§ **WHAT YOU SHOULD DO**:
Reproduce every entry exactly as written.

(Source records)
Start of Block
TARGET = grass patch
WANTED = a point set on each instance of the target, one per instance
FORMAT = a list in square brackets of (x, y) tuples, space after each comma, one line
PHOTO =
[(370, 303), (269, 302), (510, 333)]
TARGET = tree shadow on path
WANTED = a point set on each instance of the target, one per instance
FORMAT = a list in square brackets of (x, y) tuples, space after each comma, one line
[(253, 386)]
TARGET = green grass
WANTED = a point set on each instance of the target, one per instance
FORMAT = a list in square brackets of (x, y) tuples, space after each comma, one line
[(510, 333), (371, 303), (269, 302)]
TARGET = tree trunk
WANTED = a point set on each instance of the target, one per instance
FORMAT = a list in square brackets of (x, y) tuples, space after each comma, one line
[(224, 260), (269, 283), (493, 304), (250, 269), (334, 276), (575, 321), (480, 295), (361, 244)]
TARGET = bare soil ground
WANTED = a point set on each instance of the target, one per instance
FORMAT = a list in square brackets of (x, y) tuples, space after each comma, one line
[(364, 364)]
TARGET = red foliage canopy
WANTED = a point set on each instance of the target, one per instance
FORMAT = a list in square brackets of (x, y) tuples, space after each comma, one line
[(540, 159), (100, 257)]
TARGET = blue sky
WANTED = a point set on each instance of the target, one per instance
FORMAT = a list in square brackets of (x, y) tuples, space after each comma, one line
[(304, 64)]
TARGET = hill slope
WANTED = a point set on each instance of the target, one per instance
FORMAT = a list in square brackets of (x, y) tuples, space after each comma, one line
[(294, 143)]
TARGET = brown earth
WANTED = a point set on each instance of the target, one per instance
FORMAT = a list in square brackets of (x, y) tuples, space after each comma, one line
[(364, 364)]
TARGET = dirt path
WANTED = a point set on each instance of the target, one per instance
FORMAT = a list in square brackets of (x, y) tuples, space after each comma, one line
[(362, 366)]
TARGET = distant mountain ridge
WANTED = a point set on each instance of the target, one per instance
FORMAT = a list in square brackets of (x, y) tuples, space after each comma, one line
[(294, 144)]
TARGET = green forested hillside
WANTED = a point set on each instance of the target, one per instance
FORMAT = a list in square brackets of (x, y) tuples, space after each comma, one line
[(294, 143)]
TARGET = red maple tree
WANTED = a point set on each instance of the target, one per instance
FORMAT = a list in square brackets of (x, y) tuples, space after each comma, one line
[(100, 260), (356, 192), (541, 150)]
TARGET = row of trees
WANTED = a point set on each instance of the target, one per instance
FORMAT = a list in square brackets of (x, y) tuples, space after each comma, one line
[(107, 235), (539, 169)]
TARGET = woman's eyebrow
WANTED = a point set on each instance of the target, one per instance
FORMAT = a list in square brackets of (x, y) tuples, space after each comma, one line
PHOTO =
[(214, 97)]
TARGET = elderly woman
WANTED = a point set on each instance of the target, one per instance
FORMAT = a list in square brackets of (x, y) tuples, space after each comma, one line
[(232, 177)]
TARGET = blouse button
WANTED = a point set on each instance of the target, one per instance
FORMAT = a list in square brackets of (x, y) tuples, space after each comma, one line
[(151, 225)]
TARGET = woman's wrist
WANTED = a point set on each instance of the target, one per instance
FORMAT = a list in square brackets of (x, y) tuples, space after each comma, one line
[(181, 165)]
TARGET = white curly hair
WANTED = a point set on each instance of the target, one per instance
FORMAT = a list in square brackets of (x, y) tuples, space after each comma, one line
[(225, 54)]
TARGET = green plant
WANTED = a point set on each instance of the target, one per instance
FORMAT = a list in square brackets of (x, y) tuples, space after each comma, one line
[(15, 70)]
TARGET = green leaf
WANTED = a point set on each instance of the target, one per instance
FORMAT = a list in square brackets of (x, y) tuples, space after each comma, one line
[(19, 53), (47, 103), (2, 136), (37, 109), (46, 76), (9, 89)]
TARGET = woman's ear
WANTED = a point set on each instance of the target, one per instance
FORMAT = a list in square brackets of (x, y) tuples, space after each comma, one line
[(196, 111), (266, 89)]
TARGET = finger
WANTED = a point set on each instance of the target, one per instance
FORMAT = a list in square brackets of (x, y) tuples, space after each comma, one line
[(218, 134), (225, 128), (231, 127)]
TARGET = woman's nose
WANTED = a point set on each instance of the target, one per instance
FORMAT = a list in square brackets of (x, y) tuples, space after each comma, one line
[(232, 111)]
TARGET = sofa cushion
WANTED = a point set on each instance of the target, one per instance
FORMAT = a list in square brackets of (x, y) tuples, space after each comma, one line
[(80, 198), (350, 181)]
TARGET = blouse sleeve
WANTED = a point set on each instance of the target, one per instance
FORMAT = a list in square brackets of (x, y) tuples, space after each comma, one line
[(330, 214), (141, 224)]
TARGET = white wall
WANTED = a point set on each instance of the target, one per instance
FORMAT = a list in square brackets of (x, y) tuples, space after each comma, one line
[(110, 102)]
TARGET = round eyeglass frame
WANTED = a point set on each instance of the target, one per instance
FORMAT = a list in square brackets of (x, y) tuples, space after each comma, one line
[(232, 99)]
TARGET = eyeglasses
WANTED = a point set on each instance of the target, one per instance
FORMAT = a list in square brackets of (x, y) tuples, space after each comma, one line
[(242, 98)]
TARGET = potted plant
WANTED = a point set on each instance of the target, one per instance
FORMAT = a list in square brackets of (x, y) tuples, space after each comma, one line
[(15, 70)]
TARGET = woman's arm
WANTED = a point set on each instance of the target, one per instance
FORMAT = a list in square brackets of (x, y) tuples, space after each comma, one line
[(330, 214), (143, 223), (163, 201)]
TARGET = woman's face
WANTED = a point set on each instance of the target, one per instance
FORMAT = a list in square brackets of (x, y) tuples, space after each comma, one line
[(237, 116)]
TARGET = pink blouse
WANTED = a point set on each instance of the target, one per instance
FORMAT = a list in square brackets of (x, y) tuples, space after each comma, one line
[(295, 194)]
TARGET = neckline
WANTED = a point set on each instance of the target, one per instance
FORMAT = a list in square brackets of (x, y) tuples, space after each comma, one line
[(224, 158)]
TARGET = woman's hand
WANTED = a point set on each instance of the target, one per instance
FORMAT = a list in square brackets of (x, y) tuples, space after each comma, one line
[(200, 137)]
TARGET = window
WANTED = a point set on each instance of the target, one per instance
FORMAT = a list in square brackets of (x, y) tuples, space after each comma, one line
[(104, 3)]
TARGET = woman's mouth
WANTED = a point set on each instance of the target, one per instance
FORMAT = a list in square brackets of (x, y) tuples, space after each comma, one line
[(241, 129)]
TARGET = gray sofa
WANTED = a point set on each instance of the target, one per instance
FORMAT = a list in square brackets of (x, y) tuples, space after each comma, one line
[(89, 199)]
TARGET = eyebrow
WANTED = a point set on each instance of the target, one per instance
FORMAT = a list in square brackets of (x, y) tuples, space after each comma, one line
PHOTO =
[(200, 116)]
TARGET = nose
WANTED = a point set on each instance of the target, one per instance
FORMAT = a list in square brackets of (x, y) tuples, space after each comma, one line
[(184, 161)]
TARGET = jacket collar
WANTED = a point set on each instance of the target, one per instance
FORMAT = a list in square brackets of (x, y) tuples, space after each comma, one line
End of Block
§ **EXERCISE SOLUTION**:
TARGET = grass patch
WANTED = a point set on each instance of the target, one per instance
FORMAT = a list in square brackets of (x, y) tuples, space after each comma, one line
PHOTO =
[(370, 303), (269, 302), (510, 333)]
TARGET = tree shadow on path
WANTED = a point set on each instance of the target, one per instance
FORMAT = a list in square brackets of (x, y) tuples, space after each comma, one line
[(253, 386)]
TARGET = green grass
WANTED = a point set on each instance of the target, one per instance
FORMAT = a list in square brackets of (x, y) tuples, space after each comma, one line
[(510, 333), (371, 303), (269, 302)]
TARGET = tree trunk
WANTED = a point set on each instance of the target, one per instance
FORMAT = a list in square brackets of (x, y) tuples, space after each comma, one line
[(224, 260), (269, 283), (493, 304), (250, 269), (334, 276), (575, 321), (480, 295), (361, 244)]
TARGET = bare soil ground
WANTED = a point set on each instance of the target, one per instance
FORMAT = a list in square brackets of (x, y) tuples, space after each comma, one line
[(364, 364)]
TARGET = red foliage canopy
WANTED = a point set on each instance of the target, one per instance
FORMAT = a list in square brackets of (x, y) tuples, space after each comma, one line
[(540, 159), (100, 257)]
TARGET = blue sky
WANTED = a point set on each instance of the target, one per instance
FORMAT = a list in square brackets of (x, y) tuples, space after each comma, one line
[(304, 64)]
TARGET = hill slope
WANTED = a point set on each instance of the target, one per instance
FORMAT = a list in square brackets of (x, y) tuples, space after each comma, one line
[(294, 143)]
TARGET = brown earth
WANTED = a point set on each instance of the target, one per instance
FORMAT = a list in square brackets of (x, y) tuples, space after each comma, one line
[(364, 364)]
TARGET = dirt path
WANTED = a point set on each instance of the target, one per instance
FORMAT = a list in square brackets of (x, y) tuples, space after each comma, one line
[(362, 366)]
TARGET = distant mountain ridge
WANTED = a point set on each instance of the target, one per instance
FORMAT = a list in square brackets of (x, y) tuples, space after each comma, one line
[(294, 144)]
TARGET = green forested hillside
WANTED = a point set on each instance of the target, one per instance
FORMAT = a list in square brackets of (x, y) tuples, space after each comma, one line
[(294, 143)]
TARGET = red maple tree
WANTED = a point set on each instance of the target, one per instance
FORMAT = a list in square brackets of (x, y) tuples, space after each comma, one line
[(100, 260), (356, 192), (541, 150)]
TARGET = row of trees
WANTED = a point set on each instance of the target, one per instance
FORMAT = a list in square brackets of (x, y) tuples, space after each comma, one line
[(107, 235), (539, 169)]
TARGET = woman's eyebrow
WANTED = a point set on each instance of the target, one per instance
FORMAT = a list in square brackets of (x, y) tuples, space after each comma, one line
PHOTO =
[(214, 97)]
TARGET = elderly woman
WANTED = a point set on each instance of the target, one per instance
FORMAT = a list in square brackets of (x, y) tuples, space after each comma, one line
[(232, 177)]
TARGET = blouse button
WANTED = a point set on each instance of the target, one per instance
FORMAT = a list in square brackets of (x, y) tuples, space after each comma, one line
[(151, 225)]
TARGET = woman's wrist
WANTED = a point set on each instance of the target, one per instance
FORMAT = a list in square brackets of (x, y) tuples, space after each comma, one line
[(181, 165)]
TARGET = white curly hair
WANTED = a point set on each instance of the target, one per instance
FORMAT = a list in square brackets of (x, y) tuples, space after each comma, one line
[(225, 54)]
TARGET = green plant
WANTED = a point set on each instance of the target, one per instance
FORMAT = a list in square brackets of (x, y) tuples, space after each comma, one line
[(15, 70)]
TARGET = green leaf
WANTED = a point set on each instance of the target, one per instance
FORMAT = a list in square brackets of (x, y) tuples, space after each comma, one line
[(19, 53), (47, 103), (2, 136), (37, 109), (46, 76), (9, 89)]
TARGET = woman's ear
WANTED = a point set on each instance of the target, one per instance
FORMAT = a list in square brackets of (x, y) tuples, space after each comma, one line
[(196, 111), (266, 89)]
TARGET = finger
WANTED = a point set on each instance of the target, one per instance
FORMAT = a list in square brackets of (x, y) tuples, space after each comma, one line
[(218, 134), (225, 128), (231, 127)]
TARGET = woman's nose
WANTED = a point set on each instance of the target, one per instance
FORMAT = a list in square brackets of (x, y) tuples, space after each comma, one line
[(232, 111)]
TARGET = sofa cushion
WANTED = a point set on each instance of the target, one per instance
FORMAT = a list in square brackets of (x, y) tuples, space after each comma, one line
[(80, 198), (350, 181)]
TARGET = blouse sleeve
WANTED = a point set on each instance of the target, one per instance
FORMAT = a list in square brackets of (x, y) tuples, space after each comma, one line
[(330, 214), (141, 224)]
TARGET = white wall
WANTED = a point set on each instance of the target, one per instance
FORMAT = a list in square brackets of (x, y) tuples, space after each comma, one line
[(110, 102)]
TARGET = round eyeglass frame
WANTED = a point set on each instance of the target, one per instance
FORMAT = a list in square brackets of (x, y) tuples, space after each comma, one line
[(232, 99)]
TARGET = eyeglasses
WANTED = a point set on each instance of the target, one per instance
FORMAT = a list in square brackets of (x, y) tuples, space after each comma, one line
[(242, 98)]
TARGET = potted plant
WANTED = a point set on each instance of the target, one per instance
FORMAT = a list in square brackets of (x, y) tuples, space after each comma, one line
[(15, 70)]
TARGET = woman's arm
WANTED = a point set on each instance of the target, one per instance
FORMAT = a list in square brackets of (x, y) tuples, space after each comma, one line
[(330, 214), (143, 223), (163, 201)]
TARGET = woman's face
WANTED = a point set on each instance of the target, one per instance
FORMAT = a list in square brackets of (x, y) tuples, space after each comma, one line
[(237, 116)]
TARGET = pink blouse
WANTED = a point set on each instance of the target, one per instance
FORMAT = a list in square brackets of (x, y) tuples, space after each comma, one line
[(295, 194)]
TARGET = neckline
WANTED = a point set on each instance of the target, one per instance
FORMAT = a list in square brackets of (x, y) tuples, space after each comma, one line
[(224, 158)]
TARGET = woman's hand
WANTED = a point set on each instance of the target, one per instance
FORMAT = a list in square brackets of (x, y) tuples, space after each comma, one line
[(200, 137)]
TARGET = window
WANTED = a point set on each instance of the target, one per instance
FORMAT = a list in square brackets of (x, y) tuples, space after each comma, one line
[(104, 3)]
TARGET = woman's mouth
WANTED = a point set on each instance of the target, one per instance
FORMAT = a list in square brackets of (x, y) tuples, space after each comma, one line
[(241, 129)]
TARGET = gray sofa
WANTED = a point set on each instance of the target, one per instance
FORMAT = a list in square brackets of (x, y) tuples, space after each comma, one line
[(89, 199)]
TARGET = eyebrow
WANTED = a point set on each instance of the target, one per instance
FORMAT = a list in square brackets of (x, y) tuples, space after each comma, one line
PHOTO =
[(200, 116)]
TARGET = nose
WANTED = a point set on each instance of the target, one per instance
FORMAT = a list in square brackets of (x, y) tuples, space after each comma, one line
[(184, 161)]
TARGET = jacket collar
WANTED = a point set on each instance of the target, one per instance
FORMAT = a list in square brackets of (x, y) tuples, space after each comma, one line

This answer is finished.